• Exercise instructions:
Recast the lines of the data below as a numbered list, starting at the beginning of the data and ending at the line that contains "Query: rocky cliff face", with blank lines left out.

Data entries
— start —
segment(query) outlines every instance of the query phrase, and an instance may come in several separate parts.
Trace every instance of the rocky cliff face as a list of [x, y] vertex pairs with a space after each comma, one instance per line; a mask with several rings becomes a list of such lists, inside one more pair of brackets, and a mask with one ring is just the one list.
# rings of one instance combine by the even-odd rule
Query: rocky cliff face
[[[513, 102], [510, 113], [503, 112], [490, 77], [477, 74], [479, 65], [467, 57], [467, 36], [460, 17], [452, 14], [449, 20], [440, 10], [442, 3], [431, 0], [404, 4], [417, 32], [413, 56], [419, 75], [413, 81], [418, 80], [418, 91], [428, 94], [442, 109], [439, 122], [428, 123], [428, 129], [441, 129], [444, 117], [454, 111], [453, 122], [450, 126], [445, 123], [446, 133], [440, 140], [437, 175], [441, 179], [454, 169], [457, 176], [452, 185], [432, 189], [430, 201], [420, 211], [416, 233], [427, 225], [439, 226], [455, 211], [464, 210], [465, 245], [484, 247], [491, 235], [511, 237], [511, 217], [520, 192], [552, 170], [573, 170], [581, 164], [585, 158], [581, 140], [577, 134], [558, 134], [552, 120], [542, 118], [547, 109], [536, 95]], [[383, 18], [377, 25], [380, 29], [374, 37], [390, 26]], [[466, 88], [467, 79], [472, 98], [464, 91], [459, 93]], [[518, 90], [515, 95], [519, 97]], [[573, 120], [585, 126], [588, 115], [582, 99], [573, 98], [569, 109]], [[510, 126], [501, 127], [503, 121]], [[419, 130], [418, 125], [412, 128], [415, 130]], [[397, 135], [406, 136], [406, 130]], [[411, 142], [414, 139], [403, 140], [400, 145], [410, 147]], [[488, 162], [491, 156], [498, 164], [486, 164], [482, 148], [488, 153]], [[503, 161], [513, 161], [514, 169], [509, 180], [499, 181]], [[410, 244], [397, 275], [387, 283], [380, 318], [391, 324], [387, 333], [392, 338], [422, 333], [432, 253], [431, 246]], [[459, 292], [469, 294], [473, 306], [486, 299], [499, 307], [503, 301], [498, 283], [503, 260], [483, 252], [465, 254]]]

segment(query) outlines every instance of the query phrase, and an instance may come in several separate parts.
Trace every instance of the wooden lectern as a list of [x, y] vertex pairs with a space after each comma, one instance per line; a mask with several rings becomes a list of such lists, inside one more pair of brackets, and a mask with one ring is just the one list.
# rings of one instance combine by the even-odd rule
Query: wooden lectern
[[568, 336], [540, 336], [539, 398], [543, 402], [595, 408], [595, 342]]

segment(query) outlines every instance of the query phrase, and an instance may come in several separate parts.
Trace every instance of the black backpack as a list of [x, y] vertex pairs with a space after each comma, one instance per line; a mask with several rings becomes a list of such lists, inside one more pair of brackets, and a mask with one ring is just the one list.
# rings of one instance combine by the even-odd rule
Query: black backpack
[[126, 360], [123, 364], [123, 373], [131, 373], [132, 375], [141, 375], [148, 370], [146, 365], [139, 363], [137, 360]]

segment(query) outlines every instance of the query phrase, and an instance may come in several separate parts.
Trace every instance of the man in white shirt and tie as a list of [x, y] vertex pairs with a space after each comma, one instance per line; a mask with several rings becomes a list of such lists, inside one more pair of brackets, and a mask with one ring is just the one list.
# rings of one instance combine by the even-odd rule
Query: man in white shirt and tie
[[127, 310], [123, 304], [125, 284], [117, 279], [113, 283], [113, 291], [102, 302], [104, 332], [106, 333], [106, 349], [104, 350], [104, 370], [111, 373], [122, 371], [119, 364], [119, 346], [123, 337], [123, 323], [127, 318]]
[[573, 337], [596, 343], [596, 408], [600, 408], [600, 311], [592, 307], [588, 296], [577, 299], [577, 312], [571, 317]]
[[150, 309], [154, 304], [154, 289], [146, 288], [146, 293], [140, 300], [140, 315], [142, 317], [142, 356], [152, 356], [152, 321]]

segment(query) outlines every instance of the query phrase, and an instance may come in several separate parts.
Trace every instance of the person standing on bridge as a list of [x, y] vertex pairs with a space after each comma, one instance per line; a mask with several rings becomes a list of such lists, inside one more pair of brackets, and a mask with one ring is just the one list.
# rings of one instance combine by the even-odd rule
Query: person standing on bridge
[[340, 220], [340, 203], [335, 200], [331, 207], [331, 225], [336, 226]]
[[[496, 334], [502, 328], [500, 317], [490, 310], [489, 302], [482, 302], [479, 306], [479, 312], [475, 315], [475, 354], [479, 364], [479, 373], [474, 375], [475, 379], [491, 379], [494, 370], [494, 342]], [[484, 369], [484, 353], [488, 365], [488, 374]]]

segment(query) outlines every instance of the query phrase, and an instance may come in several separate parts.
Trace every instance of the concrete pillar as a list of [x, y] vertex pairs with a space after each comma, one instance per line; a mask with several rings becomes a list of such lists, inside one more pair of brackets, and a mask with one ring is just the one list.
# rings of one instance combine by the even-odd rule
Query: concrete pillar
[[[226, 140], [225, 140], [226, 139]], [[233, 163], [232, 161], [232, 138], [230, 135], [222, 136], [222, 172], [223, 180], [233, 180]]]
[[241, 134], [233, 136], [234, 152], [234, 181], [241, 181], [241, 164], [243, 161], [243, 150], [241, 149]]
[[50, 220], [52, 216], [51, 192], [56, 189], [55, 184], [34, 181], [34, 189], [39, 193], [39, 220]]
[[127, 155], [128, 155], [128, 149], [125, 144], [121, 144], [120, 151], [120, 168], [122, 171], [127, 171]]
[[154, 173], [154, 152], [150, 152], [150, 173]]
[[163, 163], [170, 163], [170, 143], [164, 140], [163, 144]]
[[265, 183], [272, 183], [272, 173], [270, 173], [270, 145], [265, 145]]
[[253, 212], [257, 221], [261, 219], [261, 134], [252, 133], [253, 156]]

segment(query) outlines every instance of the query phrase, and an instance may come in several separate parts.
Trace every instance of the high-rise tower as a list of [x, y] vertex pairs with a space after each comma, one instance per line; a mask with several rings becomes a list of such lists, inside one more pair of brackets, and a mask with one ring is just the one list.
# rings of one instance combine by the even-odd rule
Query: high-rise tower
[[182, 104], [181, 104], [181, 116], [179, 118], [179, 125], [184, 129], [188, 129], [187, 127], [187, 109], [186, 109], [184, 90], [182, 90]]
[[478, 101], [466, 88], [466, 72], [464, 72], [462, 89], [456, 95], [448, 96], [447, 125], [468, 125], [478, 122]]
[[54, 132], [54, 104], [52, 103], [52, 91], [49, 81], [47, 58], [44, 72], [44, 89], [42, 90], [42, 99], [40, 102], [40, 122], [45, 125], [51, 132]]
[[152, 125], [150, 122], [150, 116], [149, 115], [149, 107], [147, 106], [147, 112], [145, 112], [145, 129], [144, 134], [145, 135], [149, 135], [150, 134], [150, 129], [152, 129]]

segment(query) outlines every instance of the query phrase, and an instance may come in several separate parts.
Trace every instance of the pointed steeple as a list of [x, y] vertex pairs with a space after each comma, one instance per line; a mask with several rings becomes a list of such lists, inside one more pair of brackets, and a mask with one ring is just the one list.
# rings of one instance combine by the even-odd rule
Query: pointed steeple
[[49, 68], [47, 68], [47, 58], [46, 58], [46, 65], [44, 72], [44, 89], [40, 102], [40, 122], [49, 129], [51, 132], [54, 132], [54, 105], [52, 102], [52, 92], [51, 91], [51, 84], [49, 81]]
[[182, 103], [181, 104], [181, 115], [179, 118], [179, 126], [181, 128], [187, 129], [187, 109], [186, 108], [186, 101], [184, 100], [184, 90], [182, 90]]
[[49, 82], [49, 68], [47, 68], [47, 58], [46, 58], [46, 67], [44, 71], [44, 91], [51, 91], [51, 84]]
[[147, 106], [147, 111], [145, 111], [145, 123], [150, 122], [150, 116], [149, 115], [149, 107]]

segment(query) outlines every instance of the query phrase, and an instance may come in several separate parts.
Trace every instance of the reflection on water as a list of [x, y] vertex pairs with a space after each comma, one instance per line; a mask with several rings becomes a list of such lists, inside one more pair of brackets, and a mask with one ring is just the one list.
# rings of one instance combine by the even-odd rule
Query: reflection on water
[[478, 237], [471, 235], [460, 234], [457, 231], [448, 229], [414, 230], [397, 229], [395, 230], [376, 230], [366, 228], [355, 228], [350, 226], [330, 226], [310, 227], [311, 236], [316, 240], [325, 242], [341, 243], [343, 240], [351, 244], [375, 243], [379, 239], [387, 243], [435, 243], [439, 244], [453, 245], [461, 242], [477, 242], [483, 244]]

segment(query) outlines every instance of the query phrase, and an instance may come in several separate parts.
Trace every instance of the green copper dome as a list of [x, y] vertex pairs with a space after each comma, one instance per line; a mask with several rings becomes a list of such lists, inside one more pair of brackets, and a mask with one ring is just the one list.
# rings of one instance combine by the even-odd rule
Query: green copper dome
— end —
• Task answer:
1. segment(query) outlines every instance of the query phrase, and an instance may come in several separate parts.
2. Trace every instance of the rocky cliff face as a list of [x, y] vertex pairs with a space after each comma, one instance per line; a mask with several rings becomes a list of such lists, inside one more pair of brackets, and a mask with one ring is just the one list.
3. # rings of one instance combine by the even-odd rule
4. Query: rocky cliff face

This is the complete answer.